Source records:
------------------------------
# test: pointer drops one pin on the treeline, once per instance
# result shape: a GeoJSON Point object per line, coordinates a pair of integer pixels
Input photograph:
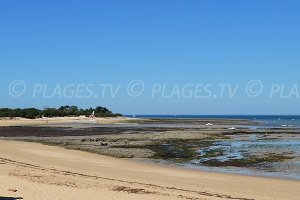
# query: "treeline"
{"type": "Point", "coordinates": [63, 111]}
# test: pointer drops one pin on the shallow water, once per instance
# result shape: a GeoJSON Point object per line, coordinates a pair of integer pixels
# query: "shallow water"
{"type": "Point", "coordinates": [254, 145]}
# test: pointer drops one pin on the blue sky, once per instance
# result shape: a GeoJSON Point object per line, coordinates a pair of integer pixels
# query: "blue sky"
{"type": "Point", "coordinates": [168, 42]}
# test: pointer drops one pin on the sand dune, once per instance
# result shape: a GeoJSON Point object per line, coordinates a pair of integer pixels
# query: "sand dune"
{"type": "Point", "coordinates": [38, 171]}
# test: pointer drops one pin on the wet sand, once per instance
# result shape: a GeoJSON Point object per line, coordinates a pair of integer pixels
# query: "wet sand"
{"type": "Point", "coordinates": [38, 171]}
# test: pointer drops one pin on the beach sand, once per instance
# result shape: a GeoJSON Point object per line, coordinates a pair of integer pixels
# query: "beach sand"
{"type": "Point", "coordinates": [39, 171]}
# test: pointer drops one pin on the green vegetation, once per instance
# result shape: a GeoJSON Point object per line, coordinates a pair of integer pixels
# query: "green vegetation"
{"type": "Point", "coordinates": [63, 111]}
{"type": "Point", "coordinates": [248, 161]}
{"type": "Point", "coordinates": [175, 150]}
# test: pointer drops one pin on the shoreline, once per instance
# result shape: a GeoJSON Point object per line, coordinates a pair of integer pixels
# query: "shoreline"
{"type": "Point", "coordinates": [148, 181]}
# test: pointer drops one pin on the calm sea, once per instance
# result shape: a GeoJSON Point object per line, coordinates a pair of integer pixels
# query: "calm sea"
{"type": "Point", "coordinates": [265, 120]}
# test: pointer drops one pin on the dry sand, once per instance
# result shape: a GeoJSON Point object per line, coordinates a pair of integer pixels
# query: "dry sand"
{"type": "Point", "coordinates": [38, 171]}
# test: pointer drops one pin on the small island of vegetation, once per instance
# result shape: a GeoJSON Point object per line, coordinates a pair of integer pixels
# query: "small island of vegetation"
{"type": "Point", "coordinates": [63, 111]}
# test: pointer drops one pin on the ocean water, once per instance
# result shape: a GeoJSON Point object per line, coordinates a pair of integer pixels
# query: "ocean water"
{"type": "Point", "coordinates": [268, 121]}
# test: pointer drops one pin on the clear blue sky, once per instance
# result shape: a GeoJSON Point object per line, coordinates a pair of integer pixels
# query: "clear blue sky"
{"type": "Point", "coordinates": [159, 42]}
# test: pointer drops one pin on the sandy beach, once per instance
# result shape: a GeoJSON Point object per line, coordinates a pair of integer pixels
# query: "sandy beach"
{"type": "Point", "coordinates": [36, 171]}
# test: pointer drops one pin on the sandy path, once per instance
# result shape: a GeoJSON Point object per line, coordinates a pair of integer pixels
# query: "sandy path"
{"type": "Point", "coordinates": [45, 172]}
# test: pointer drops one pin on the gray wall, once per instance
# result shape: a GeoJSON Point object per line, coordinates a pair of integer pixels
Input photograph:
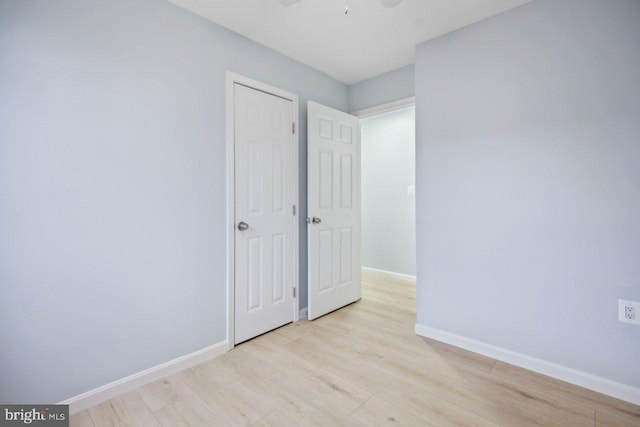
------------------------------
THE TASK:
Return the records word for word, leaving every picture out of the copy.

PROBLEM SOLUTION:
# test: pointer drops one pin on the treeline, once per instance
# result shape: a GeoJSON Point object per line, coordinates a pair of integer pixels
Input photograph:
# query: "treeline"
{"type": "Point", "coordinates": [63, 111]}
# test: pointer drops one pin on the shallow water, once per instance
# result shape: a GeoJSON Point object per line, coordinates a pair of integer pixels
# query: "shallow water"
{"type": "Point", "coordinates": [254, 145]}
# test: pointer drops one pin on the blue sky, once per instance
# result shape: a GeoJSON Point object per line, coordinates a pair of integer pixels
# query: "blue sky"
{"type": "Point", "coordinates": [168, 42]}
# test: pointer drops one pin on the sand dune, once per instance
# result shape: a GeoJSON Point object per line, coordinates a pair of integer pixels
# query: "sand dune"
{"type": "Point", "coordinates": [38, 171]}
# test: pointer drops one pin on the wet sand, once per instance
# result shape: a GeoJSON Point object per line, coordinates a pair of integer pixels
# query: "wet sand"
{"type": "Point", "coordinates": [38, 171]}
# test: pointer drops one pin on the beach sand, once per instance
# result shape: a GeoJSON Point object per line, coordinates a pair of integer pixels
# query: "beach sand"
{"type": "Point", "coordinates": [39, 171]}
# test: pointer drops one pin on the green vegetation, once per instance
# result shape: a GeoJSON Point object per line, coordinates a pair of integer pixels
# query: "green vegetation"
{"type": "Point", "coordinates": [63, 111]}
{"type": "Point", "coordinates": [248, 161]}
{"type": "Point", "coordinates": [175, 150]}
# test: pointer drops one pin on the shoreline, once per instance
# result shape: a GeoJSON Point object per line, coordinates a pair of integer pixels
# query: "shoreline"
{"type": "Point", "coordinates": [148, 181]}
# test: pointer drops one pin on the calm sea, once per instance
# result shape: a GeoJSON Point object per line, coordinates a pair of integer pixels
# query: "calm sea"
{"type": "Point", "coordinates": [265, 120]}
# test: pointer drops one pin on the dry sand, once per instance
# result shape: a GeoJSON Point object per line, coordinates a pair of integer pixels
# query: "dry sand"
{"type": "Point", "coordinates": [38, 171]}
# test: pointer drops one pin on the small island of vegetation, once per instance
# result shape: a GeoJSON Point object per line, coordinates a pair of integer pixels
# query: "small island of vegetation"
{"type": "Point", "coordinates": [63, 111]}
# test: pointer drops one pin on the ocean water, once per instance
# result shape: a GeoJSON Point object per line, coordinates a pair of integer pixels
# query: "ocean water"
{"type": "Point", "coordinates": [268, 121]}
# test: pointer drops one pin on the clear blue sky, once per instance
# result shape: a GeoJSON Point object per line, coordinates a pair of integer pixels
# query: "clear blue sky"
{"type": "Point", "coordinates": [159, 42]}
# test: pointer drops one pin on the sandy beach, once per instance
# result shape: a GeoJSON Point object per line, coordinates a pair of integer pixels
# query: "sandy beach"
{"type": "Point", "coordinates": [36, 171]}
# test: pointer drops one pin on the sandy path, once per instance
# result shape: a GeoJSON Point object per line, coordinates a pair of integer pixels
# query: "sandy path"
{"type": "Point", "coordinates": [45, 172]}
# test: pointer drops one pin on the gray wall, once per instance
# result shape: a GeoJSON Point object per line, coordinates a pair of integer pixels
Input photograph:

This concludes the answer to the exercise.